**Task prompt:** Locate the line that contains "Please put a point on the concrete" in the entries below, then repeat it and every following line through the line that contains "Please put a point on the brick", exactly, and no others.

**Supplied information:**
☆ ☆ ☆ ☆ ☆ ☆ ☆
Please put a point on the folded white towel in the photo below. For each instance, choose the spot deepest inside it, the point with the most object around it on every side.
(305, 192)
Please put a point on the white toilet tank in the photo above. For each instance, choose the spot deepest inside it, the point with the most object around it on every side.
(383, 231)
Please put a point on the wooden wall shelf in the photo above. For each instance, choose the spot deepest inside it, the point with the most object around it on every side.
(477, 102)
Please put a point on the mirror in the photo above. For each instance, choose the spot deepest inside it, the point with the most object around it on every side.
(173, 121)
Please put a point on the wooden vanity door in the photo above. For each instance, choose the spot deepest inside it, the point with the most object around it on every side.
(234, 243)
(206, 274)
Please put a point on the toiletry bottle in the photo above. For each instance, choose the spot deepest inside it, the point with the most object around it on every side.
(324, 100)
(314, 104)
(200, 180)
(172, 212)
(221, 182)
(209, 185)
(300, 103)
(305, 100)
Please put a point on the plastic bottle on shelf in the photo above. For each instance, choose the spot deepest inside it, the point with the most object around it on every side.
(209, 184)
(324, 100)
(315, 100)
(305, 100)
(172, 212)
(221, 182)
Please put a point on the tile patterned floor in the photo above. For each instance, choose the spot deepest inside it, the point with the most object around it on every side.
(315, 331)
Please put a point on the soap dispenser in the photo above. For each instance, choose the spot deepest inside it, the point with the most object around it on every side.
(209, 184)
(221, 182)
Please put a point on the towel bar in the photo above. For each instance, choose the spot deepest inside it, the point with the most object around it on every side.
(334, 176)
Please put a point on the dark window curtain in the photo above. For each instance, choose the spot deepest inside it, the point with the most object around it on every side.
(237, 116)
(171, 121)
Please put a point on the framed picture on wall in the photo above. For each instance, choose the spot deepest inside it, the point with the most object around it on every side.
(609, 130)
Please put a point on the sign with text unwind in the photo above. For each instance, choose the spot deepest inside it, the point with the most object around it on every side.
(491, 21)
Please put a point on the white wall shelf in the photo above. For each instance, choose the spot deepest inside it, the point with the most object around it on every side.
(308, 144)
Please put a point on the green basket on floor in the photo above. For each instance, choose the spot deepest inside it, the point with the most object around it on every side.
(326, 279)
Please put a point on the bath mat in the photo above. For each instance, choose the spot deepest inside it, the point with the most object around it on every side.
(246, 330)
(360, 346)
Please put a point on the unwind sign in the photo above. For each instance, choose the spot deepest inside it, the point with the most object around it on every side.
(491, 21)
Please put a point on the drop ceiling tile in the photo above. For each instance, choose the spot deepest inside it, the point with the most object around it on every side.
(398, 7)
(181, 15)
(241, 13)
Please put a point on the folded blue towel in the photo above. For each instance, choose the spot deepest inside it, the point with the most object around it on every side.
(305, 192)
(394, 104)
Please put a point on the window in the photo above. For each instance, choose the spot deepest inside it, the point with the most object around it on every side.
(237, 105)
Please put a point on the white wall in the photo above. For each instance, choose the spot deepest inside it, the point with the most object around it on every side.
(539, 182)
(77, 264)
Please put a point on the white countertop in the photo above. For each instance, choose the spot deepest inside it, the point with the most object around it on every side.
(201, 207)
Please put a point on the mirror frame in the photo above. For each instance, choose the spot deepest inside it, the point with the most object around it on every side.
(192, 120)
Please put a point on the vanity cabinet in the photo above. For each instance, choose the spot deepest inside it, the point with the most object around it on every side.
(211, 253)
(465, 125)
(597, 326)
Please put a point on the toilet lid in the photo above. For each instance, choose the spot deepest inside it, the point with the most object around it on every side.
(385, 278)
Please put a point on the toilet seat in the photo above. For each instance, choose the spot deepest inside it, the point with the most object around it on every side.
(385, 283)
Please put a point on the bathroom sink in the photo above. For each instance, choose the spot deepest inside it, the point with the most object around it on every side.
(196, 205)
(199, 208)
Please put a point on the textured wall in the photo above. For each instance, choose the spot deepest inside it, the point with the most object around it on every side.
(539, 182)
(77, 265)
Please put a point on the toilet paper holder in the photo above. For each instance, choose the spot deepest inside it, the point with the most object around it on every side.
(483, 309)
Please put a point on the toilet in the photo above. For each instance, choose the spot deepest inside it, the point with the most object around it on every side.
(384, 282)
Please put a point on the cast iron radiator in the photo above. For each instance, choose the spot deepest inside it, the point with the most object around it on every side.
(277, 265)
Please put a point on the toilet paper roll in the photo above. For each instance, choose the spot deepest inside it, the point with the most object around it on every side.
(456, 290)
☆ ☆ ☆ ☆ ☆ ☆ ☆
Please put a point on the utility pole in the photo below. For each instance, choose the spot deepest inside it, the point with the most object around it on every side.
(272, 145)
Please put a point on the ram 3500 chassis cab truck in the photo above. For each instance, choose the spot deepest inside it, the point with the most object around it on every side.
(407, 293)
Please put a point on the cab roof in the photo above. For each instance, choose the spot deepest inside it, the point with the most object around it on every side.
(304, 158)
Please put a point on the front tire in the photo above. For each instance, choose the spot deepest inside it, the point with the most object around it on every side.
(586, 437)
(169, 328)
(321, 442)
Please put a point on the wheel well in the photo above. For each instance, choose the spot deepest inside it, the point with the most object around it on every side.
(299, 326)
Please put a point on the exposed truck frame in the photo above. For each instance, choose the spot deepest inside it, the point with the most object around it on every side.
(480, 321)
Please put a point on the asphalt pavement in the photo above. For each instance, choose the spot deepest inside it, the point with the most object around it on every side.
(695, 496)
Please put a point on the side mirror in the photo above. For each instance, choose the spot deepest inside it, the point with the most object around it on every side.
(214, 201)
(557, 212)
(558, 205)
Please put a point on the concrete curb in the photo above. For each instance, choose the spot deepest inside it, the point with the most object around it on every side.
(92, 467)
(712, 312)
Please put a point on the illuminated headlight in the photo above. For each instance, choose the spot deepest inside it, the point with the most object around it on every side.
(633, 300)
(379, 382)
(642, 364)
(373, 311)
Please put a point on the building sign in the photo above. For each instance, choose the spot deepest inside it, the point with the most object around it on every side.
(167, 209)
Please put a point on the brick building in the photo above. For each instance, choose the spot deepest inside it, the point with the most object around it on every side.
☆ ☆ ☆ ☆ ☆ ☆ ☆
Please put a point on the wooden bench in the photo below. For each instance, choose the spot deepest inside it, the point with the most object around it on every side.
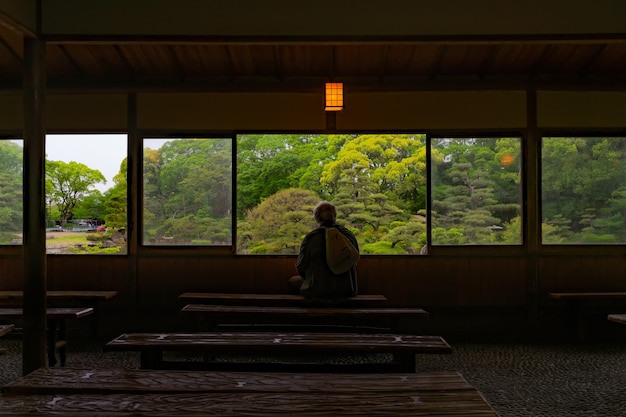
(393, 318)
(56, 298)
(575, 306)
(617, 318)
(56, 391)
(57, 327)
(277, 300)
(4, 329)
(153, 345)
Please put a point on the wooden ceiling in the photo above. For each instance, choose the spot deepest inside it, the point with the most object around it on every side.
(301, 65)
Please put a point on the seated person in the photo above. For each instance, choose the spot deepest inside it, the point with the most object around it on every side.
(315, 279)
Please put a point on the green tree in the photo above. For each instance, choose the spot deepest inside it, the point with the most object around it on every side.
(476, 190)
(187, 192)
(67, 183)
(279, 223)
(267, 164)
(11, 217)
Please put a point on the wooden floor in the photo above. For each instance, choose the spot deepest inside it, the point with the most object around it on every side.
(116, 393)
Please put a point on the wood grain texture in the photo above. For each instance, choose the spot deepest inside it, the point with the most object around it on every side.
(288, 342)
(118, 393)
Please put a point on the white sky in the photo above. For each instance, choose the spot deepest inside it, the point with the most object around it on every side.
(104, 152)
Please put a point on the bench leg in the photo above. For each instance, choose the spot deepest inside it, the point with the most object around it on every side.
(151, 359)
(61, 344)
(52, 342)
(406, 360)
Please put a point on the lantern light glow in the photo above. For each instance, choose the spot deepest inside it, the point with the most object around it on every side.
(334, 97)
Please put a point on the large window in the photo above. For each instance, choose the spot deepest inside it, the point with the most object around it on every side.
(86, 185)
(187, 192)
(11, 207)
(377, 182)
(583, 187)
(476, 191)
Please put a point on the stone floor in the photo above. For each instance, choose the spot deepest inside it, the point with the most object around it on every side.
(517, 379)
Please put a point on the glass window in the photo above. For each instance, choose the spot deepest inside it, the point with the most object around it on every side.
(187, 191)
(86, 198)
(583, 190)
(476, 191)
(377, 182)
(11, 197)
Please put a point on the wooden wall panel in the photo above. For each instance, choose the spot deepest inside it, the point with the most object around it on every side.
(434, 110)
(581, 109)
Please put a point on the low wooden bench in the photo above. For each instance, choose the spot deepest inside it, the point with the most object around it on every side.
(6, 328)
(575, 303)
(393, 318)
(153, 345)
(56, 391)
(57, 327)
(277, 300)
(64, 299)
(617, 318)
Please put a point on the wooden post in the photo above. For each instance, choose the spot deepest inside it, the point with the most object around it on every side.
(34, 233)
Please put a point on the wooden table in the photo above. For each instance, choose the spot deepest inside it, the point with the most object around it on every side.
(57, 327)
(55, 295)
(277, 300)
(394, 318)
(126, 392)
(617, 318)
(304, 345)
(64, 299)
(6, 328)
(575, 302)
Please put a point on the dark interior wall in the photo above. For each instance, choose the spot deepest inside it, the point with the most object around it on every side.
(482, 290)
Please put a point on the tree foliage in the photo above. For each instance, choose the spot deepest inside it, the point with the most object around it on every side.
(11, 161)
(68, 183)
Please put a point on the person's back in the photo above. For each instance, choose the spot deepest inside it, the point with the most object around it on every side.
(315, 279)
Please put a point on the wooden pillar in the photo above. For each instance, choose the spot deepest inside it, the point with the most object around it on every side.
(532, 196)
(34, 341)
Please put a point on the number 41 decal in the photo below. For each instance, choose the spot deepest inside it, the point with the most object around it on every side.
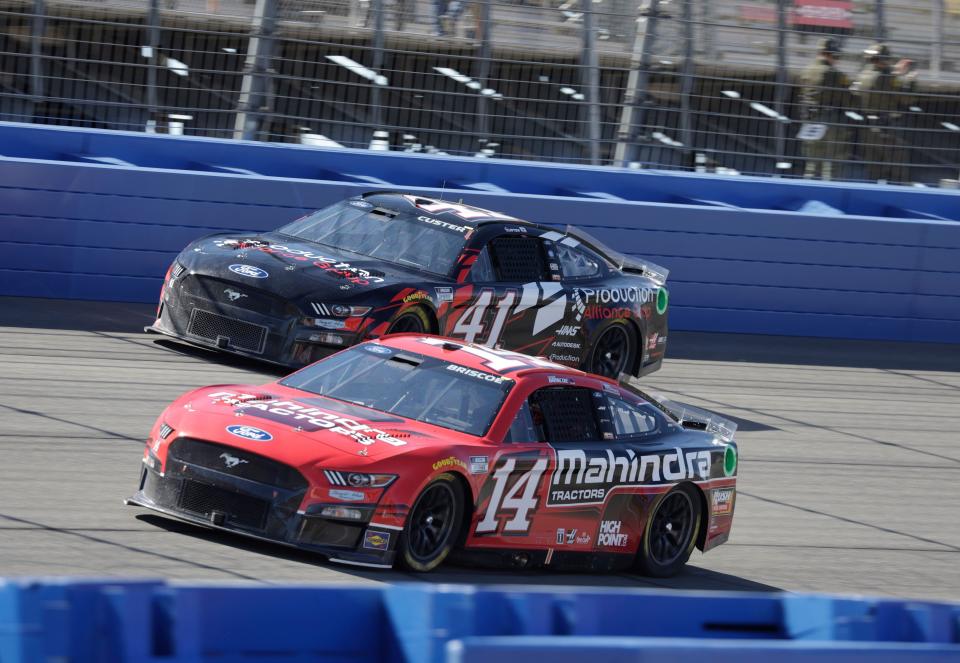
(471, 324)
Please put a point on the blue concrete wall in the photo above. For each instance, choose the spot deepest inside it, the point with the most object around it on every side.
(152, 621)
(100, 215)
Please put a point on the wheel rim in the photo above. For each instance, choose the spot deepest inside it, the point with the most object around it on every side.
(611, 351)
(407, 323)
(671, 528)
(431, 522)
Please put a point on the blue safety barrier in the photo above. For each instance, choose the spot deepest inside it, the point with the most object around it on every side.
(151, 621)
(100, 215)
☆ ☆ ☆ ☆ ☆ ☆ ☆
**Your solution:**
Please put a point on the concrete curb in the photo above. For each instance, choose the spot deepest inside it, the point with the most object around it on every side.
(92, 467)
(712, 312)
Please put a point on the illuminated headlight in the photo above. For each instance, choose the spot deepest inside it, the point with the most object around it on every side.
(633, 300)
(379, 382)
(642, 364)
(373, 311)
Please put a point on the building sign in the photo above. For each instance, choose the spot deepest inside it, the point with the most object around it on every side.
(167, 209)
Please put a point on the brick building in the photo above. For each instance, choose the spot deepest inside it, the point with the most object around it on every side.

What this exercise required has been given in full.